[BEGIN Information shown]

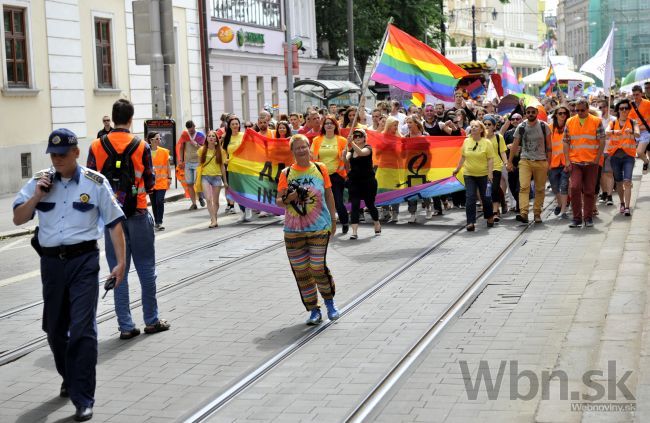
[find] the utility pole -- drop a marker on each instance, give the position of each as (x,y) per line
(473,34)
(287,29)
(157,66)
(350,42)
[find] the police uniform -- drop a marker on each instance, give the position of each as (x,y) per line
(72,217)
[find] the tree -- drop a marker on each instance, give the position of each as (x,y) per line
(419,18)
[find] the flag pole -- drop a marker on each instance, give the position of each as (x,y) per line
(366,79)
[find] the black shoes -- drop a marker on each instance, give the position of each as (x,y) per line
(63,393)
(83,414)
(521,218)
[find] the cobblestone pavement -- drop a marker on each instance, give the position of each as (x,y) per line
(566,300)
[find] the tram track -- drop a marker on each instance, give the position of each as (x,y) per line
(16,353)
(27,306)
(462,302)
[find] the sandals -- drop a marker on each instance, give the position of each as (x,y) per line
(160,326)
(130,333)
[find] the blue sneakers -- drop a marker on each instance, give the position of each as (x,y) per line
(315,318)
(332,312)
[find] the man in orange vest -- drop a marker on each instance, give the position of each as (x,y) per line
(584,142)
(162,169)
(138,226)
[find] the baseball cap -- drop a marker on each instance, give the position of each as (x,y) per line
(60,141)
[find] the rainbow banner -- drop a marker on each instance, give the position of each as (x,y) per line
(414,67)
(406,168)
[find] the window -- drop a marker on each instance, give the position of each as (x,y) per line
(16,47)
(26,165)
(256,12)
(103,53)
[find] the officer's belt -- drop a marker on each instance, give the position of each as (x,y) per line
(65,252)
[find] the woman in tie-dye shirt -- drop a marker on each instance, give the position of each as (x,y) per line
(305,191)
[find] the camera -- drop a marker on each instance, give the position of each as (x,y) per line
(50,174)
(302,191)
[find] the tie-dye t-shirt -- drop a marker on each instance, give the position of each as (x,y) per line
(311,215)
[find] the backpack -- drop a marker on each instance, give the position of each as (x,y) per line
(521,131)
(120,173)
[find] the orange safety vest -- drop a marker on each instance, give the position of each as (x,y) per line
(161,167)
(623,141)
(557,148)
(342,143)
(120,140)
(584,144)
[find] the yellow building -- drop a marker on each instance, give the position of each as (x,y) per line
(67,61)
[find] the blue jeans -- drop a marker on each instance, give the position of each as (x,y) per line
(157,198)
(622,167)
(138,231)
(472,183)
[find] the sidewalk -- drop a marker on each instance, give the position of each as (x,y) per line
(9,230)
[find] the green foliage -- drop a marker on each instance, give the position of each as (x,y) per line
(419,18)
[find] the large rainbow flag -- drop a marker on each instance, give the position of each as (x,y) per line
(415,67)
(407,168)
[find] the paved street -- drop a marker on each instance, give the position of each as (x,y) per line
(563,299)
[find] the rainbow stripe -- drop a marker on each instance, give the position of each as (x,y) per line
(407,168)
(413,66)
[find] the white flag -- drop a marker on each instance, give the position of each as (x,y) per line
(602,64)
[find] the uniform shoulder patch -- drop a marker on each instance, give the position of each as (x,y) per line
(96,177)
(40,173)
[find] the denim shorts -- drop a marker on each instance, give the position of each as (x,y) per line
(190,172)
(214,181)
(559,180)
(622,167)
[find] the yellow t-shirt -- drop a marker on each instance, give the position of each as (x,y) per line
(235,141)
(211,167)
(329,153)
(476,156)
(498,163)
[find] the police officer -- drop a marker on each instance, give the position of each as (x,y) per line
(73,205)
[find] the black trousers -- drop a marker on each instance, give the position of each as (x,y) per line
(70,293)
(338,186)
(366,191)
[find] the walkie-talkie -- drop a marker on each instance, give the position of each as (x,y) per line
(108,285)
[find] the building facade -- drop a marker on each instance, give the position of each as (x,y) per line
(512,29)
(64,64)
(573,30)
(631,39)
(247,47)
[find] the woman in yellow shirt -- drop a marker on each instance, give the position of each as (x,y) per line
(499,146)
(477,162)
(213,174)
(328,148)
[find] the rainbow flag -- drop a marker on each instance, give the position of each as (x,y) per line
(415,67)
(509,79)
(549,83)
(407,168)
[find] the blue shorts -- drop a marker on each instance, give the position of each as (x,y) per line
(622,167)
(190,172)
(559,180)
(214,181)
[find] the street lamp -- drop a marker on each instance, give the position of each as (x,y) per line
(474,9)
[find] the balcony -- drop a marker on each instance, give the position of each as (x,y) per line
(519,57)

[END Information shown]

Render every line of the entries above as a Markdown table with the columns Row and Line, numbering the rows in order. Skip blank lines and leave the pictures out.

| Row | Line |
|---|---|
| 1 | [find] the utility pole -- drop a marker on each instance, give the position of each as (x,y) per line |
| 2 | (473,34) |
| 3 | (287,29) |
| 4 | (157,66) |
| 5 | (350,42) |
| 6 | [find] the police uniform -- drop a marker on each instance, give the position of each as (x,y) per line |
| 7 | (72,217) |
| 8 | [find] the tree -- drop a marker on each instance, give the position of each as (x,y) per line |
| 9 | (419,18) |
| 10 | [find] the flag pole -- drop a marker on each instance, give the position of each as (x,y) per line |
| 11 | (366,79) |
| 12 | [find] the black shoes -- drop a marker on each instance, give the position of each as (x,y) per line |
| 13 | (63,393) |
| 14 | (83,414) |
| 15 | (521,218) |
| 16 | [find] the cobblestone pavement -- drop a marker on each instance, give the position of each as (x,y) per line |
| 17 | (566,300) |
| 18 | [find] the tram track -- drop a marker on each instance, give the position of each as (x,y) per line |
| 19 | (16,353) |
| 20 | (27,306) |
| 21 | (462,302) |
| 22 | [find] the sandals -- drop a marker on each instance, give the position of each as (x,y) per line |
| 23 | (160,326) |
| 24 | (130,333) |
| 25 | [find] the blue sneakers -- drop a marker on each instance, give the position of each as (x,y) per line |
| 26 | (315,318) |
| 27 | (332,312) |
| 28 | [find] the man in orange vest -- drop a marker on each instance, give the position of each as (x,y) per line |
| 29 | (584,142) |
| 30 | (162,169) |
| 31 | (138,226) |
| 32 | [find] the baseball cap -- drop a marker on each instance, give the position of each as (x,y) per line |
| 33 | (60,141) |
| 34 | [find] the rainbow banner -- drop a marker on each instance, give the position of each as (x,y) per line |
| 35 | (414,67) |
| 36 | (406,168) |
| 37 | [find] the window -- drop a marker on each instance, give the position of each as (x,y) per line |
| 38 | (16,47) |
| 39 | (26,165) |
| 40 | (256,12) |
| 41 | (103,53) |
| 42 | [find] the officer's belt -- drop a marker on each instance, give the position of each as (x,y) per line |
| 43 | (65,252) |
| 44 | [find] the woman in tie-dye shirt -- drop a marker on each instance, give the position of each as (x,y) per line |
| 45 | (305,191) |
| 46 | [find] the camera -- drop a marker on each instance, give the position of each as (x,y) per line |
| 47 | (50,174) |
| 48 | (302,191) |
| 49 | [find] the tie-dye t-shirt -- drop a marker on each instance, give the position of each as (x,y) per line |
| 50 | (311,215) |
| 51 | [find] the backpack -- drop a marker on each instance, give the position of each as (x,y) per line |
| 52 | (521,131) |
| 53 | (120,173) |
| 54 | [find] the orange safety vest -- drop a marker on each instance, give the position of each as (x,y) per line |
| 55 | (161,167) |
| 56 | (623,141) |
| 57 | (557,148) |
| 58 | (342,143) |
| 59 | (120,140) |
| 60 | (584,144) |
| 61 | [find] the yellow building -- drop a marker on each instance, give the position of each as (x,y) per line |
| 62 | (67,61) |
| 63 | [find] the blue jeans -- drop a marker on each instance, give the position of each as (x,y) per line |
| 64 | (157,198) |
| 65 | (622,167) |
| 66 | (138,231) |
| 67 | (472,183) |
| 68 | [find] the sidewalk -- drop a marker on each instance, give the position of each as (x,y) per line |
| 69 | (9,230) |
| 70 | [find] the green foliage -- drop a marker on each instance, give the position of each as (x,y) per line |
| 71 | (419,18) |
| 72 | [find] the large rainbow flag -- drop a marker on each instance, give the position of each as (x,y) per line |
| 73 | (415,67) |
| 74 | (407,168) |
| 75 | [find] the paved street -- drop a marker on each instance, give the position of each as (x,y) per line |
| 76 | (563,299) |
| 77 | [find] the rainbow stripe -- drop a marker on each instance, give the position of each as (x,y) per line |
| 78 | (407,168) |
| 79 | (413,66) |
| 80 | [find] the white flag -- drop a marker on each instance, give the position of each as (x,y) per line |
| 81 | (602,64) |
| 82 | [find] the uniform shoulder patch -- drop a marker on each instance, give the position of each as (x,y) per line |
| 83 | (96,177) |
| 84 | (40,173) |
| 85 | [find] the denim shorts -- drop a marker on each instance, give the position of each as (x,y) per line |
| 86 | (190,172) |
| 87 | (214,181) |
| 88 | (559,180) |
| 89 | (622,167) |
| 90 | [find] the yellow t-shirt -- drop a marker on each instance, give the position of each as (x,y) per line |
| 91 | (235,141) |
| 92 | (211,167) |
| 93 | (329,153) |
| 94 | (476,156) |
| 95 | (498,163) |
| 96 | [find] the police officer -- drop a marker on each instance, give the position of each as (x,y) per line |
| 97 | (73,205) |
| 98 | [find] the black trousers -- drop a marker on each instance, give the position of each as (x,y) per line |
| 99 | (70,293) |
| 100 | (338,186) |
| 101 | (366,191) |
| 102 | [find] the walkie-talkie -- drop a marker on each instance, give the position of each as (x,y) per line |
| 103 | (108,285) |
| 104 | [find] the building facade -- drop a marker on each instance, give the position of each as (x,y) per line |
| 105 | (512,29) |
| 106 | (64,64) |
| 107 | (573,30) |
| 108 | (631,39) |
| 109 | (247,47) |
| 110 | [find] the woman in yellow shirt -- drop a marker on each instance, give the position of each as (x,y) per line |
| 111 | (499,146) |
| 112 | (477,162) |
| 113 | (213,174) |
| 114 | (328,148) |
| 115 | [find] the rainbow flag -- drop a marker on each instance, give the position of each as (x,y) per line |
| 116 | (415,67) |
| 117 | (509,79) |
| 118 | (549,83) |
| 119 | (407,168) |
| 120 | [find] the blue shorts -- drop a marker on each instance, give the position of each as (x,y) per line |
| 121 | (622,167) |
| 122 | (190,172) |
| 123 | (559,180) |
| 124 | (214,181) |
| 125 | [find] the street lamp -- drop a marker on each instance, give the position of each as (x,y) per line |
| 126 | (474,9) |
| 127 | [find] the balcony -- drop a marker on each instance, give the position of each as (x,y) per line |
| 128 | (519,57) |